**Task to carry out**
Reproduce the whole listing below line for line, with every character unchanged. Leave out the pictures.
>> start The data
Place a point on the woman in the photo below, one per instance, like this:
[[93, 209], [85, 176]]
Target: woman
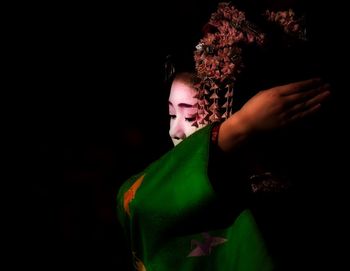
[[182, 212]]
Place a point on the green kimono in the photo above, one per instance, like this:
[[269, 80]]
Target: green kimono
[[172, 217]]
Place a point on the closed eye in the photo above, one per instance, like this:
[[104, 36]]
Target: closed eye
[[191, 119]]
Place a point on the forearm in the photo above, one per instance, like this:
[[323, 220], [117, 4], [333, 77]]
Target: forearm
[[233, 133]]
>> end The data
**Task solution**
Place a point on the woman in the photo below, one per instance, like this:
[[93, 209], [85, 176]]
Target: woman
[[182, 212]]
Place a point on the green kimono in the photo above, one per instance, like this:
[[269, 80]]
Target: green kimono
[[172, 217]]
Place a point on the closed eye in the photo above, one per instance, like this:
[[104, 36]]
Target: closed eye
[[191, 119]]
Place a point on the forearm in the photo above, one per instance, like this:
[[323, 220], [117, 4], [333, 77]]
Target: forearm
[[233, 133]]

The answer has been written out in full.